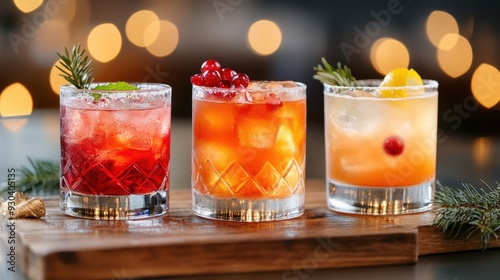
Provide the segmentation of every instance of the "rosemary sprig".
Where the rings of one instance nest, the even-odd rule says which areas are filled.
[[[15,190],[25,194],[50,195],[59,190],[59,162],[28,157],[30,167],[16,168]],[[0,185],[0,195],[8,192],[7,182]]]
[[[73,46],[71,55],[68,49],[64,47],[64,55],[57,53],[61,58],[61,66],[56,65],[64,79],[79,89],[88,89],[94,81],[92,77],[92,60],[85,55],[85,50],[81,49],[80,44]]]
[[[438,182],[434,202],[440,208],[434,225],[455,238],[460,234],[469,238],[479,232],[483,249],[486,249],[491,236],[497,239],[500,230],[500,184],[495,187],[483,184],[487,191],[478,191],[470,184],[463,184],[463,190],[457,190]]]
[[[313,76],[314,79],[320,81],[321,83],[326,83],[334,86],[356,86],[357,81],[351,74],[351,69],[347,66],[337,63],[337,68],[334,68],[324,57],[321,58],[323,65],[318,64],[318,66],[313,69],[316,74]]]

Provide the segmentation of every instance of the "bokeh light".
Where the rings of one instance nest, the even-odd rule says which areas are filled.
[[[443,38],[446,40],[446,36]],[[457,43],[449,50],[437,50],[439,67],[452,78],[465,74],[472,64],[472,47],[467,39],[458,36]]]
[[[458,23],[455,18],[444,11],[433,11],[427,17],[426,23],[427,37],[437,48],[451,49],[458,41]],[[448,37],[447,44],[442,44],[442,39]]]
[[[492,108],[500,101],[500,71],[483,63],[474,71],[471,80],[474,98],[486,108]]]
[[[28,118],[6,118],[0,119],[0,122],[10,131],[18,131],[28,123]]]
[[[14,0],[16,7],[23,13],[29,13],[38,9],[42,3],[43,0]]]
[[[122,36],[114,24],[103,23],[90,31],[87,45],[90,55],[95,60],[106,63],[120,53]]]
[[[248,42],[254,52],[259,55],[270,55],[281,45],[281,30],[269,20],[259,20],[248,30]]]
[[[370,49],[370,60],[377,72],[386,75],[396,68],[408,68],[410,53],[400,41],[392,38],[380,38]]]
[[[129,17],[125,25],[127,38],[139,47],[150,46],[160,34],[160,19],[149,10],[141,10]]]
[[[21,83],[6,87],[0,95],[0,116],[15,117],[30,115],[33,99],[28,89]]]
[[[492,146],[491,138],[480,137],[474,140],[474,144],[472,147],[474,154],[474,162],[477,164],[479,168],[488,166],[490,164],[492,155],[491,146]]]
[[[159,25],[160,34],[156,36],[157,38],[155,38],[154,42],[147,46],[146,49],[154,56],[163,57],[171,54],[177,48],[179,30],[175,24],[166,20],[161,20]],[[145,41],[150,41],[148,37],[154,34],[154,32],[149,30],[150,28],[156,29],[156,26],[153,24],[146,28],[146,33],[144,34]]]
[[[61,60],[58,60],[56,63],[54,63],[54,65],[52,65],[52,68],[50,69],[50,75],[49,75],[50,87],[52,88],[52,91],[54,91],[54,93],[57,95],[59,95],[61,85],[68,83],[66,81],[66,79],[64,79],[60,75],[61,70],[56,68],[56,65],[60,65],[60,61]]]

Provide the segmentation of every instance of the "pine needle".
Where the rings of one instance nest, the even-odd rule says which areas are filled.
[[[324,57],[321,58],[323,65],[318,64],[318,66],[313,69],[316,74],[313,76],[314,79],[320,81],[324,84],[330,84],[334,86],[356,86],[356,78],[352,76],[351,69],[347,66],[337,63],[337,68],[334,68]]]
[[[470,238],[479,233],[485,250],[491,237],[498,238],[500,230],[500,184],[495,187],[483,184],[487,190],[478,191],[470,184],[463,184],[463,189],[457,190],[437,182],[434,202],[440,208],[434,225],[454,238],[462,234]]]
[[[71,54],[64,47],[64,55],[57,53],[61,59],[61,66],[56,65],[64,79],[79,89],[88,89],[94,81],[92,77],[92,59],[85,55],[85,50],[81,49],[80,44],[73,46]]]

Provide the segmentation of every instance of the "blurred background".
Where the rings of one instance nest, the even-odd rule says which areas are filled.
[[[171,85],[174,121],[190,121],[189,77],[207,59],[251,79],[304,82],[310,135],[320,138],[323,87],[312,76],[321,57],[358,79],[411,67],[440,83],[440,135],[483,139],[478,149],[488,154],[488,137],[500,134],[498,8],[482,0],[3,0],[0,126],[18,131],[33,110],[57,110],[65,81],[56,52],[81,43],[96,81]]]

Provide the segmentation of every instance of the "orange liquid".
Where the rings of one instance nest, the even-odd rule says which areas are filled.
[[[306,101],[193,101],[193,188],[219,198],[286,198],[304,185]]]
[[[325,99],[327,172],[330,181],[363,187],[412,186],[436,175],[437,93],[414,99]],[[392,156],[384,141],[398,136]]]

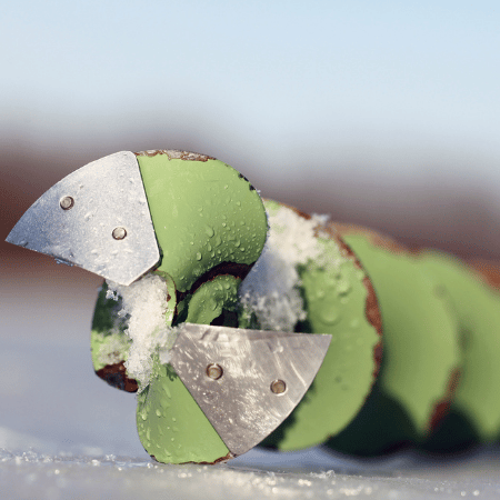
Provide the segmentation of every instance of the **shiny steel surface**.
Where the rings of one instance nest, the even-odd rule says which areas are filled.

TASK DIRECTIONS: Return every line of the listing above that contains the string "segmentation", treating uppercase and lowercase letters as different.

TASK SOLUTION:
Provide the segmentation of every instance of the "rosemary sprig".
Provide the segmentation of every instance of the "bokeh light".
Provide the segmentation of every instance of the "pine needle".
Provide the segmentation of every instance of the "blurred background".
Provide the segmentation of every instance of the "orange liquid".
Provide the segmentation of every instance of the **shiny steel surface**.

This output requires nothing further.